*Что нужно сделать:*
• a. В каком году, согласно отрывку о Маркише, его лишили венгерского паспорта?
• b. Напишите продолжение отрывка о Маркише, начиная сразу после его последнего предложения.

***** Исходный отрывок *****

Доклад-свидетельство о евреях в СССР был прочитан Маркишем на конференции франко-еврейской интеллигенции в ноябре 1979 года. Выражение «intellectuels juifs de langue française» (буквально «франкоговорящие еврейские интеллектуалы») я перевожу здесь по аналогии с выражением «русско-еврейская литература», обозначающим ту область исследований, которую Маркиш практически основал именно тогда, в конце 1970-х. В том же году в Израиле увидела свет одна из его наиболее ярких статей по этой тематике — «Русско-еврейская литература и Исаак Бабель»[2].


Не будет излишним поместить тот год — 1979-й — в биобиблиографический контекст. Итак: прошло совсем немного времени, всего пять лет, с тех пор как Маркиш уехал из Венгрии и нелегально остался в Женеве — как выяснилось позже, на всю жизнь. От советского паспорта он отказался при первой же возможности еще в Венгрии, в 1970-м, а в 1975-м был лишен венгерского, но приобрел израильский. Вроде бы его спрашивали: не желаете ли остаться в Иерусалиме на кафедре классической филологии Еврейского университета? Ответ прозвучал примерно так: израильтянам нужно изучать не чужие корни, а своих предков. Сам Маркиш этим и занялся — отчасти и в силу обстоятельств: на кафедре русского языка и литературы Женевского университета, куда его пригласили преподавать, не требовался ни античник, ни специалист по Эразму Роттердамскому, ни переводчик на русский.


На французской конференции о религии и политике Маркиш выступал как человек с «советской еврейской судьбой». Иными словами, его слушали как настоящего свидетеля — как сына расстрелянного поэта и как бывшего ссыльного. Когда в самом начале своего доклада он говорил «о советском еврее между молотом советской политики и наковальней веры отцов», то действительно знал об этом молоте отнюдь не понаслышке.


Первые его публикации на свободе, то есть в эмиграции, отражают тот факт, что позицию свидетеля и «голоса советского еврейства» он сразу же принял в качестве осознанного долга. «Почему мы уезжаем?» — задает он вопрос в первой своей статье после отъезда из Венгрии (и первой, напечатанной в Израиле)[3]. И дальше — по статье близкой проблематики едва ли не каждый год[4]. И параллельно с ними — работы о Бабеле и о еврейских героях у Солженицына[5]. Первое десятилетие жизни Маркиша на Западе характеризовалось прочными связями с Израилем: его тексты отражают тот период, когда представители массовой алии из СССР энергично строили свой новый израильский дом, создавали среду для новой русскоязычной еврейской культуры. «Долг» Маркиша того времени — свидетельствовать об отце, об эмиграции, о прошлом и настоящем русских евреев.

***** Фрагменты данных *****

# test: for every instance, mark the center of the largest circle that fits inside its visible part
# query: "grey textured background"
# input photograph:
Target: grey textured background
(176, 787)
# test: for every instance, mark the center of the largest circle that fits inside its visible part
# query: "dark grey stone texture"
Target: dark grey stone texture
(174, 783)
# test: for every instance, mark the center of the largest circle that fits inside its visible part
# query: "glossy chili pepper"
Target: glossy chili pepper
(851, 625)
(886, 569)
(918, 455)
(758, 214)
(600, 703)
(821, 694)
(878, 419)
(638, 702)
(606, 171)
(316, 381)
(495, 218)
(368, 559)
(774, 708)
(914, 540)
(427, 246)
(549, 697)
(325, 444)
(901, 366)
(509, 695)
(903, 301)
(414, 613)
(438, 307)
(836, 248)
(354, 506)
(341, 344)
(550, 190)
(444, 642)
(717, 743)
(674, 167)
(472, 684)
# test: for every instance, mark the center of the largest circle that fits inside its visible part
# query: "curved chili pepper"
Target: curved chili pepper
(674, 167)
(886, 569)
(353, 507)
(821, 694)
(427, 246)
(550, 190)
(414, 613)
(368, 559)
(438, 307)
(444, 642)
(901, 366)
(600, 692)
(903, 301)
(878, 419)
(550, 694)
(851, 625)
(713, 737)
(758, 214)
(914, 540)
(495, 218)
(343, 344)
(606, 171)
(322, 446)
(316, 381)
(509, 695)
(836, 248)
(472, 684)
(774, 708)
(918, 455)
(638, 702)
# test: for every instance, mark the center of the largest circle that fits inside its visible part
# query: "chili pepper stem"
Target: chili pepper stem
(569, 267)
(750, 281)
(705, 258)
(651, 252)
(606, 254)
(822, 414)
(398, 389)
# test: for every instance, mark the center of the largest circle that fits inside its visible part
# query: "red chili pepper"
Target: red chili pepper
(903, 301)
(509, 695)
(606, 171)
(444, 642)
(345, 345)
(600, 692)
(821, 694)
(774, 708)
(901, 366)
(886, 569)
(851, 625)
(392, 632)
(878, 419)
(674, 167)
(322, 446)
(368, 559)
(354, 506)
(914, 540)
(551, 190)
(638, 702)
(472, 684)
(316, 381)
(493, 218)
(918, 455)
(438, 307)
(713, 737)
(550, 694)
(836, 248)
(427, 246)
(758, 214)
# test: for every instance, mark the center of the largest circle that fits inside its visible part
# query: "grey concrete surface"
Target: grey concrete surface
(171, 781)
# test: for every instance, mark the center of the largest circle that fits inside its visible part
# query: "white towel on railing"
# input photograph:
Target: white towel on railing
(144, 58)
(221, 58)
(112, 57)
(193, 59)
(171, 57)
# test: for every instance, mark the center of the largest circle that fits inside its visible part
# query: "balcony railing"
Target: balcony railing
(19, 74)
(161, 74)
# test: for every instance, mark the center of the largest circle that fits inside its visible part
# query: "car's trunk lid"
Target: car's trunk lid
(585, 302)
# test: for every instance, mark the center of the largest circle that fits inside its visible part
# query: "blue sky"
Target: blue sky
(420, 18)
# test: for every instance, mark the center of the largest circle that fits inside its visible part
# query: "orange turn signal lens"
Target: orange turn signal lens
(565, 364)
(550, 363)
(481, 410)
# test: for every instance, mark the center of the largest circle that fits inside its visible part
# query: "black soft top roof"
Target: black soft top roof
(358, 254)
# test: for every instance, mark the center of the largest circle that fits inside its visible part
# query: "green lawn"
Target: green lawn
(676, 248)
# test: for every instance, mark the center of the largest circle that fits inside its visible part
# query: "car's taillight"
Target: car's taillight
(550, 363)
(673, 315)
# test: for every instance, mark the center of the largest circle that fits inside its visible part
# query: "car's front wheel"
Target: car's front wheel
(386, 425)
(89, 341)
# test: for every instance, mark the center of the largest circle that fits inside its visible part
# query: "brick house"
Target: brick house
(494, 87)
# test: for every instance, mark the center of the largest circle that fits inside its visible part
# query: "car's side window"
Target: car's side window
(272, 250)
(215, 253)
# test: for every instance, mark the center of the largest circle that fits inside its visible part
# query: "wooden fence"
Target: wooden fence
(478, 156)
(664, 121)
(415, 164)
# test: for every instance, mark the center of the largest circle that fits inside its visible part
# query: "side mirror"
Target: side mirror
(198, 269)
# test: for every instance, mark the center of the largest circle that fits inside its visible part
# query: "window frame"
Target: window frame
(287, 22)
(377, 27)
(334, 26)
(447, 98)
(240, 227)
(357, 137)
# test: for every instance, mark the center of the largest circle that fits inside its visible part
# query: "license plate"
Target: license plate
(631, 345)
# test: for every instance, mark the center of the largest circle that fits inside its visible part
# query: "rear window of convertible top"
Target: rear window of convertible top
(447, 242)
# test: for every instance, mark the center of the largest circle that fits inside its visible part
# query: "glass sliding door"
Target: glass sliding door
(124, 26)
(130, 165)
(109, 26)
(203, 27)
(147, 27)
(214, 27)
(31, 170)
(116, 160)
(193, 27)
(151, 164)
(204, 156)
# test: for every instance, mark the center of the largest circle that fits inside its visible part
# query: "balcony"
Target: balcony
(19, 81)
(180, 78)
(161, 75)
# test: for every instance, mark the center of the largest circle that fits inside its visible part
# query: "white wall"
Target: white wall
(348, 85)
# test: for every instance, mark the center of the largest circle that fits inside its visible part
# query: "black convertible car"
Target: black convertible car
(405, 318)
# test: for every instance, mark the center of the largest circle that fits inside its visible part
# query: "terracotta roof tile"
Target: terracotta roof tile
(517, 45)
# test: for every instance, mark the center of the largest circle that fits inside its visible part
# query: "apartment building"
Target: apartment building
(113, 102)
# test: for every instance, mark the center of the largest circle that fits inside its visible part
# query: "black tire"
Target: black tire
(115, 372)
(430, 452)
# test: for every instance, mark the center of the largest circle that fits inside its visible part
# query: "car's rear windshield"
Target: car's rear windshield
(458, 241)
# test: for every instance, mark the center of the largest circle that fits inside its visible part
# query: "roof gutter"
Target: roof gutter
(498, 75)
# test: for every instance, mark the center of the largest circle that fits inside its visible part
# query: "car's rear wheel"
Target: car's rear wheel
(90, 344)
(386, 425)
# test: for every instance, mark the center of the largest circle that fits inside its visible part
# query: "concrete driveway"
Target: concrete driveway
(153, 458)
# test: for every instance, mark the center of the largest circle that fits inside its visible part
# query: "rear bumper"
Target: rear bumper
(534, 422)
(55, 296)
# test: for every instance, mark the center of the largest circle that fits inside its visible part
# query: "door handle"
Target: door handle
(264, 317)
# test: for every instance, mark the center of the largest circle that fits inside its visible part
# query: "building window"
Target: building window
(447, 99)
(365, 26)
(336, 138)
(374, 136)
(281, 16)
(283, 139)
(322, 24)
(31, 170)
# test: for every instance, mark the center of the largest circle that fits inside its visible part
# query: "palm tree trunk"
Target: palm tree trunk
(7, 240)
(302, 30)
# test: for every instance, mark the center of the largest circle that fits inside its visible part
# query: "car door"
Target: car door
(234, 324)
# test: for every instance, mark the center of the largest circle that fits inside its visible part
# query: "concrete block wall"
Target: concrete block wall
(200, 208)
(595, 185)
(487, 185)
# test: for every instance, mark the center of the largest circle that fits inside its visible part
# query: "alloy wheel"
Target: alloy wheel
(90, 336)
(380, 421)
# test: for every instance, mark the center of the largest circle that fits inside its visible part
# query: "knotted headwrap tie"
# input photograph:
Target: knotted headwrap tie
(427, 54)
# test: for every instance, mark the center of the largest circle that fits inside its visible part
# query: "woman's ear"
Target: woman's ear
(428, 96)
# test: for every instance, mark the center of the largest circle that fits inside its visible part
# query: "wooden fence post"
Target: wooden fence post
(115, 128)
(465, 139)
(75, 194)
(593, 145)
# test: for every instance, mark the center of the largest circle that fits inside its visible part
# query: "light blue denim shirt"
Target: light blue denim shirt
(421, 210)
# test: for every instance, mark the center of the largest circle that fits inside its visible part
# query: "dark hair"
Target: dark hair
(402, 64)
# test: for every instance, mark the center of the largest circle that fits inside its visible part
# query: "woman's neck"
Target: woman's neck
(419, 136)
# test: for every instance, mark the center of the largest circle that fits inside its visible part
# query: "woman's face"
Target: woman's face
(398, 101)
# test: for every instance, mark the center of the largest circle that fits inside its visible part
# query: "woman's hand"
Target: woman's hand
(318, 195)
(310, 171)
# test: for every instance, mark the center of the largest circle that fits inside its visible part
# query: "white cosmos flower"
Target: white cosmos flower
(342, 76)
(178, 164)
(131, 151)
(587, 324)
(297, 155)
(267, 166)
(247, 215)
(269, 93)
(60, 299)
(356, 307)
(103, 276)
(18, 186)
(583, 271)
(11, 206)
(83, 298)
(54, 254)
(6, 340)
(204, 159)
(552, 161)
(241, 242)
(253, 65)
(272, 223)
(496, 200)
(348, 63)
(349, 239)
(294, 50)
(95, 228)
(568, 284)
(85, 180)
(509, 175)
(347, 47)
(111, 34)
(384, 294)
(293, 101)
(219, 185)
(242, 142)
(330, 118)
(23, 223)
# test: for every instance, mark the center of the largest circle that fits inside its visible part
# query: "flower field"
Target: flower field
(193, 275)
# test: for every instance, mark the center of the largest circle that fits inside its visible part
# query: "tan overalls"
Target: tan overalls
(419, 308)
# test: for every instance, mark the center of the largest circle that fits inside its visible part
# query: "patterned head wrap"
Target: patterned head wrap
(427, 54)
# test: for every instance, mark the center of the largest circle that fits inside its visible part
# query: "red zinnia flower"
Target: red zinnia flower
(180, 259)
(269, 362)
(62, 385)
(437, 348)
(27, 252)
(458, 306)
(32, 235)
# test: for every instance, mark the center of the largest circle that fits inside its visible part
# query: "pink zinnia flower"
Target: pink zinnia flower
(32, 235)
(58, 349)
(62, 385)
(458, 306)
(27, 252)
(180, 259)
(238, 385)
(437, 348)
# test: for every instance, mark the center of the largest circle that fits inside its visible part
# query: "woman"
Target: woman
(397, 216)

*****

*Ответы по порядку:*
• a. В 1975 году.

• b.
До этого в его творчестве было 24 года ученых комментариев по литературе Античности и Ренессанса, занятий Эразмом, переводческой деятельности. А после этого последуют 24 года, посвященных русско-еврейской литературе. Но погружение в еврейскую тему подготавливалось еще в первый период — например, комментариями к «Иудейской войне» Лиона Фейхтвангера, по которым «целое поколение еврейской молодежи знакомилось с начатками нашей истории и цивилизации: другие источники были недоступны», как он сам напишет позднее[6]. Присутствовал «еврейский взгляд» и в исследованиях по Эразму, чтобы в том же 1979-м вылиться в книгу[7].


«Ангажированность» Маркиша еврейской темой определялась несколькими факторами. Прежде всего, безусловно, это был все тот же долг перед делом отца. Здесь не приходится сопоставлять их мировоззрения, политические взгляды, культуру на идише и культуру русско-еврейскую — речь идет о простом эмоциональном импульсе, о психологической привязанности к потерянному отцу, о котором он писал немногословные, скупые воспоминания. Впервые речь об отце Шимон произнес в Израиле в 1975 году[8]. Позднее объяснил: «…все мы, трое детей Переца Маркиша… не просто любили отца, но обожали его, боготворили, слепо и горячо, и очень долго, десятилетиями, любое прикосновение к разверстой ране причиняло острую боль. Наверное, был прав один из умнейших русских писателей, Петр Вяземский, заметивший, что невозможно написать биографию отца, которого горячо любишь»[9].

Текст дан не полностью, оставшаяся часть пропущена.